> **PROBLEM SET**:
- A) List every resource that the passage on ESL speaking skills explicitly names as part of the fast food restaurant role play set.
- B) According to the passage on ESL speaking skills, what might local fast food restaurants offer a teacher?
- C) Carry on the passage on ESL speaking skills from its final sentence.

> **SUPPLIED PASSAGE**:

You can teach students all the vocabulary in the world, and they could read and write just like native speakers. However, if they are unable to converse face-to-face as well as through writing, their skills will let them down. Competence in the areas of speaking and listening are essential to anyone who wishes to be able to offer English fluently when they enter the world of work, but also for those who wish to access the vast amount of cultural opportunities linked to knowing the language inside out.
Continue reading for five ways in which you can support your students to build their communicative skills in the ESL classroom from a young age.
1. Role Play
Role play
is something that some teachers can feel a little uncomfortable with unless
they teach the younger students. However, it is definitely an approach that has
a lot to offer children of all ages. This fast food restaurant role play set contains a wealth of resources,
including store signs, menu boards, name tags, order checklists and much more.
Simply dedicate an area of your room to creating this fake restaurant. You may
even find that local ones will offer you authentic packaging, for example, to
add to the experience for your students. Encourage them to spend time in the
area, practising speaking English in the context of a fast food restaurant. It
could be liaising with a customer taking their order or speaking to a fellow
colleague and instructing them as to what to do next.

> **EXTRACTED DATA**:
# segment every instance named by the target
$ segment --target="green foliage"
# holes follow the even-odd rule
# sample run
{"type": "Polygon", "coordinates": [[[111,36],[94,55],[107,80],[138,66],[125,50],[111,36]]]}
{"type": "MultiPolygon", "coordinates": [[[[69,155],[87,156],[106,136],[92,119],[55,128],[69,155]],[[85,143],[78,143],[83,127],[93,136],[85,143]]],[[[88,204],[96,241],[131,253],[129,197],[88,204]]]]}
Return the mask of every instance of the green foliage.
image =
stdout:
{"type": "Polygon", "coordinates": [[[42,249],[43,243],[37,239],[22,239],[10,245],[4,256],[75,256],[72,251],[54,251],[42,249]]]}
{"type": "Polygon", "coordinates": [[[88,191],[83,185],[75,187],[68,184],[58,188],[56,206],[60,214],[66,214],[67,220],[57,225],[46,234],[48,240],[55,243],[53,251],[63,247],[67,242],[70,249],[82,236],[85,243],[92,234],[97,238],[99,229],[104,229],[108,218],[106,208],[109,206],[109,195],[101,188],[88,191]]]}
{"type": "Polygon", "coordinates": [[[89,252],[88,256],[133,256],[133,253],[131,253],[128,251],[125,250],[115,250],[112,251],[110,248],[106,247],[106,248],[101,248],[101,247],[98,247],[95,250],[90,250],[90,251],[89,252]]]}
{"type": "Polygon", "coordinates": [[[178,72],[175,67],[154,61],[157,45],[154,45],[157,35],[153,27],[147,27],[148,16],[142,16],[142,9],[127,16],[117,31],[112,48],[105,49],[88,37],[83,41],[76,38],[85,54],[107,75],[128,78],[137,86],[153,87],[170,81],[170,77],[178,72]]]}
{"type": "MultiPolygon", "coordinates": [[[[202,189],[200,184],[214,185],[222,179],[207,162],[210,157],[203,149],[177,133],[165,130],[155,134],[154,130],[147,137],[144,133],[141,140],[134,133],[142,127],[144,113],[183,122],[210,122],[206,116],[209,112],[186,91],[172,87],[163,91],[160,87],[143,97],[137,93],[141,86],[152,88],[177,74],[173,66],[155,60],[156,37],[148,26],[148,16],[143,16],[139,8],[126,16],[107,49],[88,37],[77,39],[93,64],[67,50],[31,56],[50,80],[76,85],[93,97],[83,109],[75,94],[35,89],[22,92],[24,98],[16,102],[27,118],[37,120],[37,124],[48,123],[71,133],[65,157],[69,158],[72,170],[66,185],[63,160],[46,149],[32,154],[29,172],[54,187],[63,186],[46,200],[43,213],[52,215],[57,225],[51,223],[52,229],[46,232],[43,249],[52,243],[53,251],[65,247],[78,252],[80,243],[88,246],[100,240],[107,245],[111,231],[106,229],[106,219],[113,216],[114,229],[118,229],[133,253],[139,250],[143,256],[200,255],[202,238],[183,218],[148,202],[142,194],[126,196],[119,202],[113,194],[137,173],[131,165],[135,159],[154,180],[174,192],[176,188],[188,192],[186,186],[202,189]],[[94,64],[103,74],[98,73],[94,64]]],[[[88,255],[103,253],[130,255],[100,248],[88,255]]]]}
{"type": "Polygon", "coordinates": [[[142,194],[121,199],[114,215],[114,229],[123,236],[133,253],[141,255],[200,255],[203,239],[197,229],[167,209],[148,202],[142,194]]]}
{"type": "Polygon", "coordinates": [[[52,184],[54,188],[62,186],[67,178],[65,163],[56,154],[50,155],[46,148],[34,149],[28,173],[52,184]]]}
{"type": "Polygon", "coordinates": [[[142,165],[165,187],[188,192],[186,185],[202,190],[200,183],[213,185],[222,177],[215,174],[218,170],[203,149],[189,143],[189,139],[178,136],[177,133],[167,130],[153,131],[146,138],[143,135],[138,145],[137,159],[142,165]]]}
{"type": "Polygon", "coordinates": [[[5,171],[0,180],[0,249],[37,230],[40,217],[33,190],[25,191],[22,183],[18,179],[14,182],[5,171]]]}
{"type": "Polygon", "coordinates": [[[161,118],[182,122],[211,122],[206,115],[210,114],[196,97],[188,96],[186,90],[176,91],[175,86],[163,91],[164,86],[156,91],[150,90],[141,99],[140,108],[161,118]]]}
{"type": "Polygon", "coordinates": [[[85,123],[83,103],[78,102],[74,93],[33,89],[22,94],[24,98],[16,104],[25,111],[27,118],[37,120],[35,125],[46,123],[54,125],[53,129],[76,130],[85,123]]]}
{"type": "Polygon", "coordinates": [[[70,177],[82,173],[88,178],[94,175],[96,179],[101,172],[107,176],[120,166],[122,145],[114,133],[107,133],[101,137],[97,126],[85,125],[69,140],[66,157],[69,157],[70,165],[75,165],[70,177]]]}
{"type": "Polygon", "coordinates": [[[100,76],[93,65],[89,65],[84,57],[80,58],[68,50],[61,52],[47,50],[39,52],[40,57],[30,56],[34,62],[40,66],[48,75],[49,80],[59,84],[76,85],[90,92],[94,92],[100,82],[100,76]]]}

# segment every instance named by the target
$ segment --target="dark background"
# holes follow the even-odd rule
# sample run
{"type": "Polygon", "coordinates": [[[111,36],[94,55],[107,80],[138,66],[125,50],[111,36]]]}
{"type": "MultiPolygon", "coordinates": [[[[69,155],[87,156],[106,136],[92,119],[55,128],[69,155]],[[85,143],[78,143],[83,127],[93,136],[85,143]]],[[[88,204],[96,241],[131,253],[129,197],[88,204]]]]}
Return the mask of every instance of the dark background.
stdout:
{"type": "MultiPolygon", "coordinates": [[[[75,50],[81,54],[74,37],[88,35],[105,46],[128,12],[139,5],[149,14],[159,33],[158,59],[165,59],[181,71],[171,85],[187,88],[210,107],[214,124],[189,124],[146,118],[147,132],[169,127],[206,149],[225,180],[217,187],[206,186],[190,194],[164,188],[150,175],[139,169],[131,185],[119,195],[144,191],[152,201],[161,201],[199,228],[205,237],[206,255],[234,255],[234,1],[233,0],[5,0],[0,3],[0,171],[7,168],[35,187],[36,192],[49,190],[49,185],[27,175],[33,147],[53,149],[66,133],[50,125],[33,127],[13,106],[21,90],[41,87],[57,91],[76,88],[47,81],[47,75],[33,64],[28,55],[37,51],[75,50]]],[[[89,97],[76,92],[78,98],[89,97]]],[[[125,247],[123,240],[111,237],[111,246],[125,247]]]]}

> **ANSWERS**:
- A)
- Store signs
- Menu boards
- Name tags
- Order checklists

- B) Authentic packaging to add to the students' experience.

- C)
2. Label the Pictures
This Label the Pictures pack linked to homes is a fantastic way
of encouraging dialogue in a much less forced way. While children are cutting
out the labels for different parts of a house and them sticking them down, they
can be chatting to each other about what they are doing. Of course, it is
essential to encourage the use of English, wherever possible, but even just
practising pronouncing the vocabulary is useful. As well as external features,
internal ones within specific rooms are covered. Therefore, students can use
their own experiences of their homes to start a discussion with their
classmates.
3. Asking and Answering Questions
As a
learner of a foreign language, when we get asked a question, we often freeze
and find ourselves tongue-tied. Practising both asking and answering questions
regularly, in a variety of contexts, is imperative to continued progression.
These Describe a Scene mats are fantastic for doing just that
linked to the topic of homes. Provide students with a scene mat to share, and
one person should have the list of questions and pick one to ask. Encourage
answers in full sentences. Then the children swap roles. For more advanced
students, you could expect them to come up with their own questions.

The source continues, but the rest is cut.